● **The data**
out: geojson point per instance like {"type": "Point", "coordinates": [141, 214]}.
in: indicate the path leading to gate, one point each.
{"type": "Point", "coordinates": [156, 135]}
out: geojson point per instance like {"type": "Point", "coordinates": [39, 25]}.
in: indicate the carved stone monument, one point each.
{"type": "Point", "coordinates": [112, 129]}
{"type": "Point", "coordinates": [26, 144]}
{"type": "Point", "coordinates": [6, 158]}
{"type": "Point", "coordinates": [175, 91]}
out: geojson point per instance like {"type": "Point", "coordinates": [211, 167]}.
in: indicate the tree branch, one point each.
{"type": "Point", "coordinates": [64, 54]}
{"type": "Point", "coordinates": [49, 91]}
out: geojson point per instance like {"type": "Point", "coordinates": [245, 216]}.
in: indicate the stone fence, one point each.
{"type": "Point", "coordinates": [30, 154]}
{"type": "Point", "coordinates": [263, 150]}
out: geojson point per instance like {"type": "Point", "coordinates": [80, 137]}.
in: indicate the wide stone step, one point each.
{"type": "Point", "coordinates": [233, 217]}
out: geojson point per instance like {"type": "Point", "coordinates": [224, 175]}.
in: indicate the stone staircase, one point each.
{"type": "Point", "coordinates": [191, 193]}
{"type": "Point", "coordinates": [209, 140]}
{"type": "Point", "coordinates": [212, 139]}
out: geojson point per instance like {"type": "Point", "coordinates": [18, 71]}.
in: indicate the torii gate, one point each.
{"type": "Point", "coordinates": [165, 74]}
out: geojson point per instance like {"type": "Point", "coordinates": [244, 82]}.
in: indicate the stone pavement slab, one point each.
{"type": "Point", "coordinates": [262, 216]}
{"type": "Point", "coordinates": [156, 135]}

● **Stated problem**
Please return every line of the entries above that contains the string "gate", copying each line in full. Case counts when matching.

● **Task answer**
in: indicate the path leading to gate, one point each.
in: indicate the torii gate, one point each.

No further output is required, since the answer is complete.